WHAT THE TASK REQUIRES: Rewrite everything in the listing from the line containing "class:red baby outfit | box_all" down to the line containing "[592,267,998,503]", swapping "wooden box" for "wooden crate" and leaving all else as it stands.

Box-labeled dataset extracts
↓

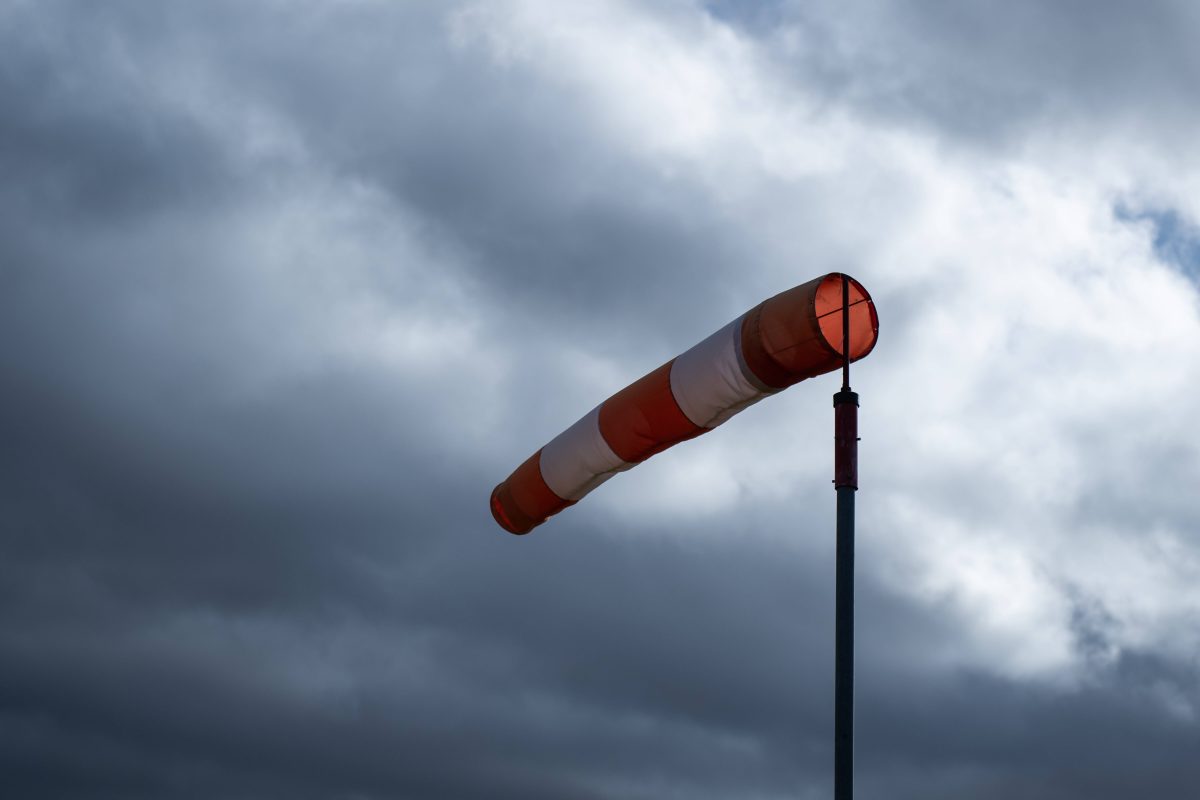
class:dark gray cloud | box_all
[0,1,1200,800]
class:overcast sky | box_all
[0,0,1200,800]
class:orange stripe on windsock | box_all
[600,360,707,464]
[492,450,575,534]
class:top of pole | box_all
[841,275,850,392]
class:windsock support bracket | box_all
[833,276,858,800]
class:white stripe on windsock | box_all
[671,314,770,428]
[541,405,632,500]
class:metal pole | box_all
[833,276,858,800]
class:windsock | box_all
[491,272,880,534]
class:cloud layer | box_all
[0,0,1200,800]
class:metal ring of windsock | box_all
[491,272,880,534]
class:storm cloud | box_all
[0,0,1200,800]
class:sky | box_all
[0,0,1200,800]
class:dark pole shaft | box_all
[833,276,858,800]
[833,486,854,800]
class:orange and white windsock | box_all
[492,272,880,534]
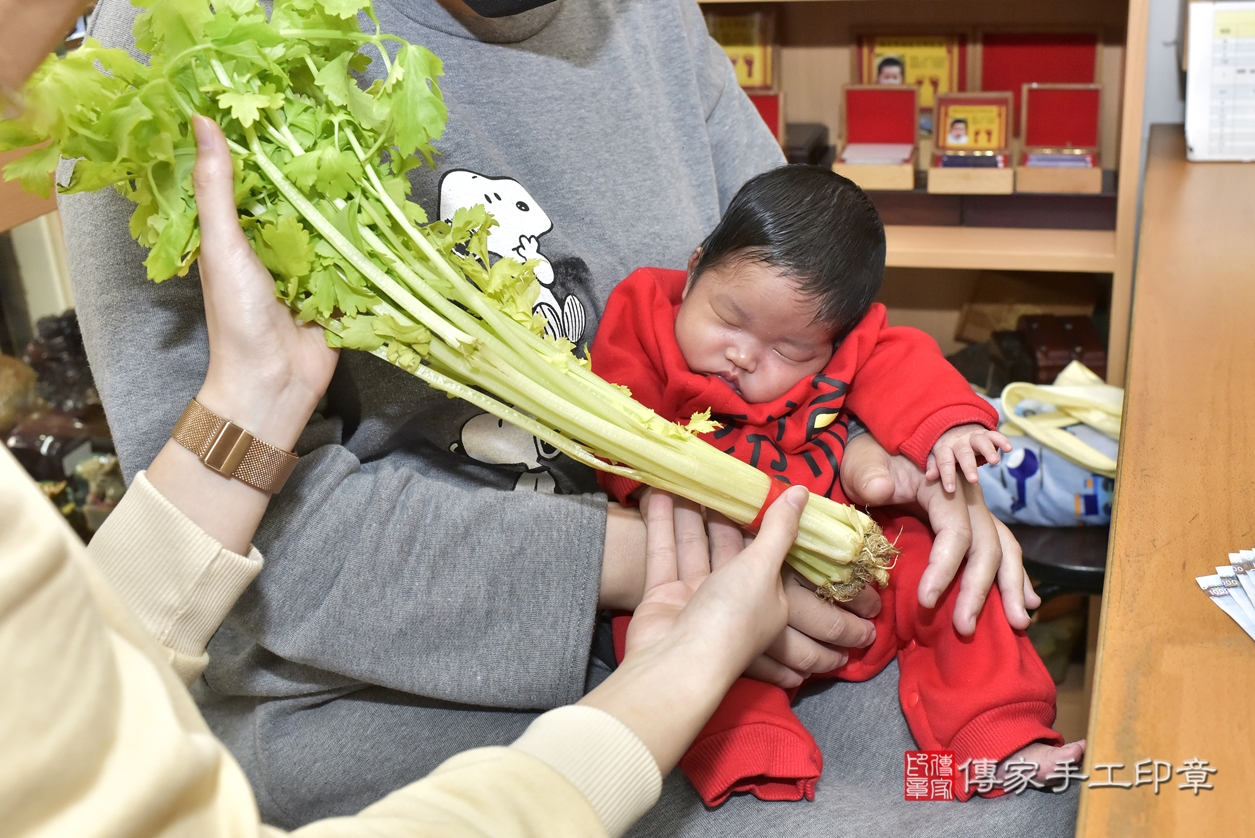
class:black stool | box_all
[1008,524,1109,603]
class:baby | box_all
[591,166,1084,803]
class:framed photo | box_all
[705,11,778,90]
[932,93,1012,153]
[858,35,968,109]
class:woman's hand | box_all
[626,492,807,674]
[841,434,1042,635]
[580,488,807,774]
[148,117,338,553]
[193,117,338,450]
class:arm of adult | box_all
[0,429,803,838]
[89,117,338,682]
[61,0,612,708]
[841,434,1042,635]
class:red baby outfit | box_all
[591,268,1063,805]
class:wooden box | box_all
[745,90,784,148]
[0,148,56,232]
[929,93,1015,194]
[1015,84,1102,194]
[832,84,920,192]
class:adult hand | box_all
[625,491,807,675]
[600,489,880,689]
[192,117,338,450]
[841,434,1042,635]
[148,117,338,553]
[580,489,806,774]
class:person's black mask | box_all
[466,0,553,18]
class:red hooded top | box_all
[592,267,998,503]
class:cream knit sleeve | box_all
[88,472,262,684]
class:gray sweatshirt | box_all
[61,0,782,708]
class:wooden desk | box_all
[0,148,56,232]
[1077,125,1255,838]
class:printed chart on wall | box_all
[936,103,1007,152]
[1185,3,1255,162]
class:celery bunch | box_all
[0,0,894,600]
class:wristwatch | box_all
[171,399,297,494]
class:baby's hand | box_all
[925,424,1012,492]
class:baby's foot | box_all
[998,739,1086,785]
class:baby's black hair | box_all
[689,164,885,340]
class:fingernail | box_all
[784,485,811,512]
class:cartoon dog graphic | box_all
[449,413,558,493]
[441,169,587,345]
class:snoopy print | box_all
[441,169,587,345]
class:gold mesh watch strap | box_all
[171,399,296,494]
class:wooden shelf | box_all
[885,225,1116,273]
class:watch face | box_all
[466,0,553,18]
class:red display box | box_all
[832,84,920,191]
[1015,84,1102,193]
[980,31,1098,135]
[745,90,784,147]
[929,92,1015,194]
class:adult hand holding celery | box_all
[0,0,894,600]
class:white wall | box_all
[1142,0,1186,132]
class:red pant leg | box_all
[835,514,1063,798]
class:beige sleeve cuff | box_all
[88,472,262,684]
[512,705,663,838]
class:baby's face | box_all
[675,261,832,404]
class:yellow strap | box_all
[1001,361,1124,477]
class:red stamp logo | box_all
[904,750,955,800]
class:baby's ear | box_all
[680,247,702,300]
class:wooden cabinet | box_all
[704,0,1150,384]
[0,149,56,233]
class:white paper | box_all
[1024,153,1092,169]
[1229,549,1255,602]
[1195,576,1255,640]
[841,143,915,166]
[1216,565,1255,626]
[1185,0,1255,162]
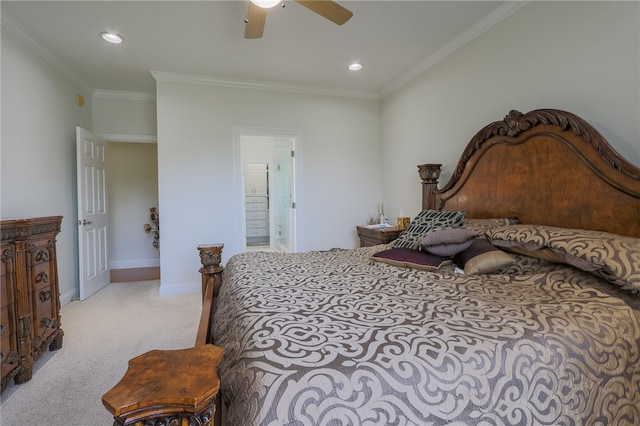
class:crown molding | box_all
[96,133,158,143]
[1,10,93,93]
[93,89,156,102]
[151,71,380,100]
[380,0,530,97]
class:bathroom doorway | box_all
[234,128,299,252]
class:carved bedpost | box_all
[198,244,224,300]
[418,164,442,210]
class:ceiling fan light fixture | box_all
[100,31,124,44]
[250,0,282,9]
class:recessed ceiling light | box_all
[100,31,124,44]
[251,0,282,9]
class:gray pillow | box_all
[419,228,476,256]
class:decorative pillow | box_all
[460,216,520,238]
[488,225,640,293]
[371,247,451,271]
[418,228,475,256]
[453,238,515,274]
[393,210,464,249]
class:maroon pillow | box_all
[371,247,451,271]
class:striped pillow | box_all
[393,210,464,249]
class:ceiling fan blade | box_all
[244,2,267,38]
[296,0,353,25]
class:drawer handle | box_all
[40,290,51,302]
[36,250,49,262]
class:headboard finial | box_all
[418,163,442,210]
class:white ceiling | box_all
[1,0,522,97]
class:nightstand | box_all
[102,344,224,426]
[356,226,402,247]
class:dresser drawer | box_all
[31,262,52,291]
[33,310,59,340]
[0,275,13,306]
[31,286,57,318]
[247,211,267,220]
[0,333,20,381]
[0,305,16,342]
[27,240,51,266]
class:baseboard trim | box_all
[60,290,78,306]
[109,258,160,269]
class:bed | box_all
[197,109,640,425]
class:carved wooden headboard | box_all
[418,109,640,237]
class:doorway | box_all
[234,128,300,252]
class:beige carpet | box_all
[0,281,201,426]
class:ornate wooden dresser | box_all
[0,216,63,390]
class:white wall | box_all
[0,25,91,304]
[93,90,158,136]
[156,81,381,294]
[382,2,640,223]
[107,142,162,269]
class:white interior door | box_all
[76,127,110,300]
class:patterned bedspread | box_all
[213,246,640,426]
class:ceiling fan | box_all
[244,0,353,38]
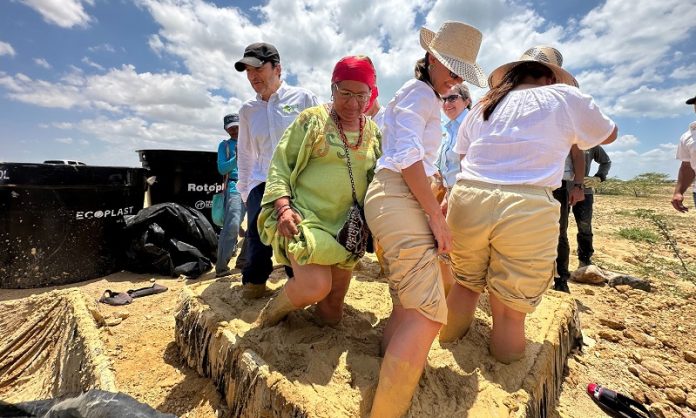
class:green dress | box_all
[257,105,382,269]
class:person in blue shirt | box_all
[435,83,471,190]
[215,113,244,277]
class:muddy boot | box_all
[242,283,268,299]
[255,288,300,328]
[439,309,476,343]
[553,277,570,293]
[370,354,423,418]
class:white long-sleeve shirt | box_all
[237,82,319,202]
[377,79,442,176]
[454,84,616,189]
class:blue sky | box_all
[0,0,696,179]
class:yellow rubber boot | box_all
[242,283,268,300]
[370,354,423,418]
[255,287,300,328]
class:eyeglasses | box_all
[336,88,371,103]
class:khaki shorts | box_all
[447,180,560,313]
[365,169,447,324]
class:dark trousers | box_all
[573,194,594,263]
[242,183,292,284]
[553,180,570,279]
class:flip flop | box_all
[128,283,167,298]
[99,289,133,306]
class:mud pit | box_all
[175,262,580,417]
[0,290,116,403]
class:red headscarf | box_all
[331,55,379,110]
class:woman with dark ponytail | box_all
[365,22,486,417]
[440,47,617,363]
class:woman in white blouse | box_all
[440,47,617,363]
[365,22,486,417]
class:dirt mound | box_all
[0,290,116,402]
[176,261,579,418]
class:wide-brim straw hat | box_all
[488,46,578,88]
[420,21,486,87]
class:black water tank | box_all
[0,162,145,288]
[137,149,222,224]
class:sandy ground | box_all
[0,190,696,418]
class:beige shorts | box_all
[447,180,560,313]
[365,169,447,324]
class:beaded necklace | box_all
[331,109,365,150]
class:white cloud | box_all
[0,41,16,57]
[0,0,696,172]
[21,0,94,28]
[80,57,105,71]
[34,58,51,70]
[87,43,116,53]
[604,135,640,151]
[669,64,696,80]
[604,83,696,118]
[607,144,680,180]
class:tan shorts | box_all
[447,180,560,313]
[365,169,447,324]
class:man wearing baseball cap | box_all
[215,113,244,277]
[234,42,319,299]
[672,96,696,212]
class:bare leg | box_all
[440,261,454,296]
[440,283,481,343]
[379,305,406,356]
[285,256,334,308]
[256,257,334,327]
[370,308,442,418]
[316,267,353,325]
[489,293,527,364]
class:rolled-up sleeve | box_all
[384,85,439,170]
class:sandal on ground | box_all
[99,289,133,306]
[128,283,167,298]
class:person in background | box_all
[215,113,245,277]
[257,56,381,326]
[553,145,585,293]
[435,83,471,190]
[573,145,611,267]
[431,83,471,294]
[672,96,696,212]
[440,46,617,363]
[365,22,486,417]
[234,42,319,299]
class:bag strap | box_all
[331,109,362,206]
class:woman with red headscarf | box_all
[257,56,381,326]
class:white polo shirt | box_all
[375,79,442,176]
[677,122,696,193]
[237,82,319,202]
[454,84,615,188]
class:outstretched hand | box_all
[672,193,689,213]
[428,213,452,254]
[278,208,302,238]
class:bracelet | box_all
[276,205,292,219]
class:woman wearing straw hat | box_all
[365,22,486,417]
[440,46,617,363]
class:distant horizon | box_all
[0,0,696,180]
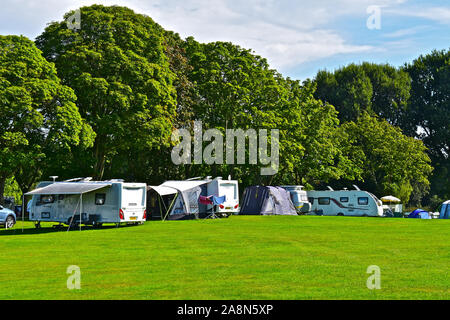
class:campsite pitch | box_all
[0,216,450,299]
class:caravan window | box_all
[39,195,55,204]
[95,193,106,206]
[358,197,369,206]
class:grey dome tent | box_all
[239,186,297,216]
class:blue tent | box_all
[439,200,450,219]
[408,209,431,219]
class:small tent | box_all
[439,200,450,219]
[408,209,431,219]
[239,186,297,215]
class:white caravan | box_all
[25,178,147,227]
[281,186,311,214]
[306,188,383,217]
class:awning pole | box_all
[80,193,83,231]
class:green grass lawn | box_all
[0,216,450,299]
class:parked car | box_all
[0,206,16,229]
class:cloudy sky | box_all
[0,0,450,80]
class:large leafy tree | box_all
[185,38,289,185]
[403,50,450,198]
[36,5,176,179]
[315,62,411,125]
[0,36,95,200]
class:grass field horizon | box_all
[0,216,450,300]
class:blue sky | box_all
[0,0,450,80]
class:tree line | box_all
[0,5,450,209]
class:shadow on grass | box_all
[0,222,142,237]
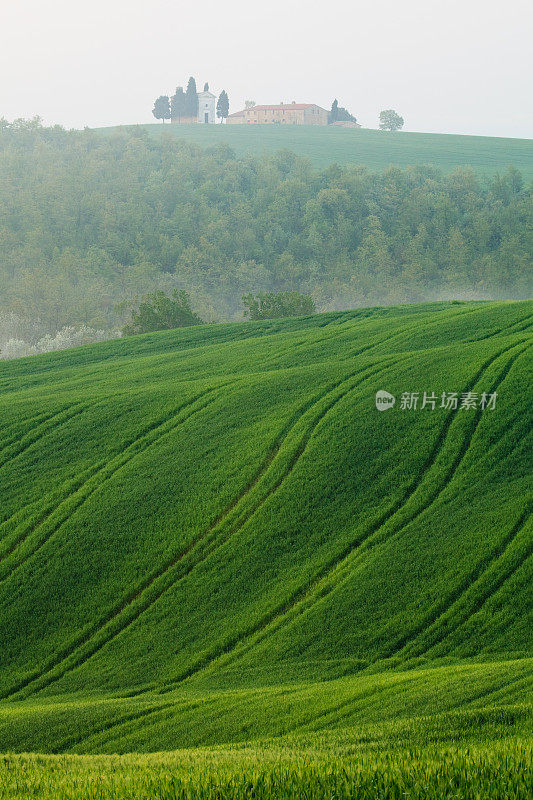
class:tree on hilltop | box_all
[122,289,203,336]
[379,108,403,131]
[152,94,170,123]
[242,292,315,319]
[328,99,357,125]
[217,89,229,122]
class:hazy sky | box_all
[0,0,533,137]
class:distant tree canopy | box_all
[185,77,198,118]
[379,108,403,131]
[122,289,203,336]
[0,120,533,340]
[242,292,316,319]
[217,89,229,122]
[328,99,357,125]
[152,94,170,122]
[170,86,187,122]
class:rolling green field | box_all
[99,123,533,175]
[0,300,533,800]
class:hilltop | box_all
[97,123,533,180]
[0,302,533,752]
[0,122,533,346]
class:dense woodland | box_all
[0,120,533,354]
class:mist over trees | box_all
[0,121,533,349]
[379,108,403,131]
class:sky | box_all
[0,0,533,138]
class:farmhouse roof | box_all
[249,103,316,111]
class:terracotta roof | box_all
[230,103,324,117]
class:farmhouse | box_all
[227,101,328,125]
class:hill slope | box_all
[0,303,533,751]
[98,123,533,180]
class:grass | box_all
[0,302,533,798]
[0,729,533,800]
[98,123,533,180]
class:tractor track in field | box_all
[51,701,179,753]
[0,403,91,469]
[0,359,390,698]
[385,345,531,658]
[399,502,533,657]
[148,344,525,691]
[466,314,533,343]
[0,405,61,455]
[0,386,221,584]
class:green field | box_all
[0,302,533,800]
[99,123,533,175]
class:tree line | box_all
[0,116,533,348]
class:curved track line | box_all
[5,365,386,698]
[0,387,222,583]
[0,403,90,469]
[159,345,522,691]
[384,347,531,658]
[399,510,533,658]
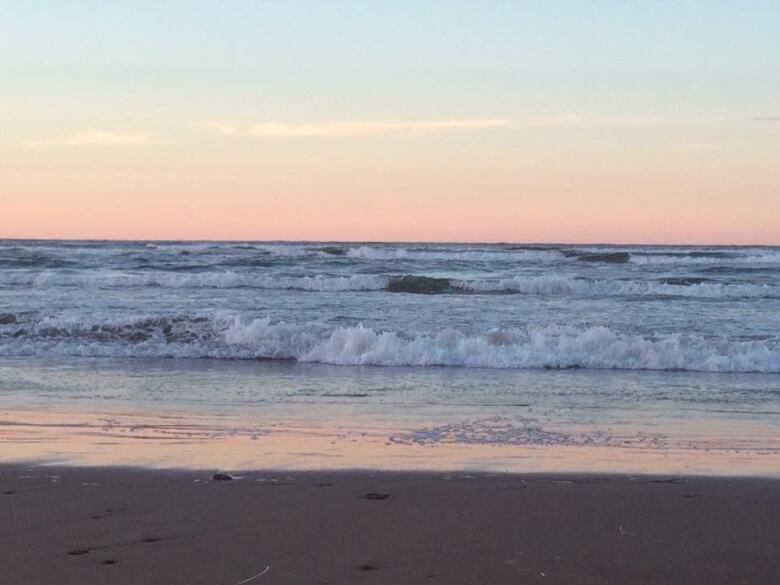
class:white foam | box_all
[453,276,780,299]
[0,270,389,291]
[0,314,780,373]
[347,246,563,262]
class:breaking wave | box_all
[0,314,780,373]
[0,270,780,299]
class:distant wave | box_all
[346,246,563,262]
[0,270,780,299]
[0,314,780,373]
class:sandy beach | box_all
[0,465,780,585]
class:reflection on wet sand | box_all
[0,408,780,476]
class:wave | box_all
[346,246,562,262]
[0,270,389,291]
[0,314,780,373]
[0,270,780,299]
[455,276,780,299]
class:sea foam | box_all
[0,313,780,373]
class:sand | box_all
[0,466,780,585]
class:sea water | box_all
[0,241,780,473]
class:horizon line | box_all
[0,236,780,248]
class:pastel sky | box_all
[0,0,780,244]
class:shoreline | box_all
[0,464,780,585]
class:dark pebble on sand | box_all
[363,492,390,500]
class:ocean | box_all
[0,240,780,474]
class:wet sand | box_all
[0,465,780,585]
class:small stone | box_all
[363,492,390,500]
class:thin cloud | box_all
[193,118,512,138]
[21,130,162,148]
[195,113,662,138]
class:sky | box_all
[0,0,780,244]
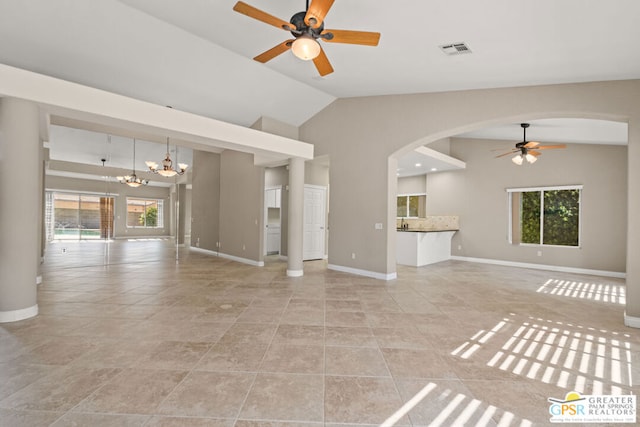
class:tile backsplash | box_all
[396,215,460,231]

↑

RIGHT ANSWER:
class:red baby outfit | box_all
[591,268,1063,805]
class:wooden crate | box_all
[745,90,784,148]
[0,148,56,232]
[929,93,1015,194]
[1015,84,1102,194]
[832,84,920,192]
class:adult hand | box_all
[625,491,807,675]
[600,489,880,689]
[192,117,338,450]
[841,434,1042,635]
[148,117,338,553]
[580,489,806,774]
class:person's black mask | box_all
[466,0,553,18]
class:red hooded top | box_all
[592,267,998,503]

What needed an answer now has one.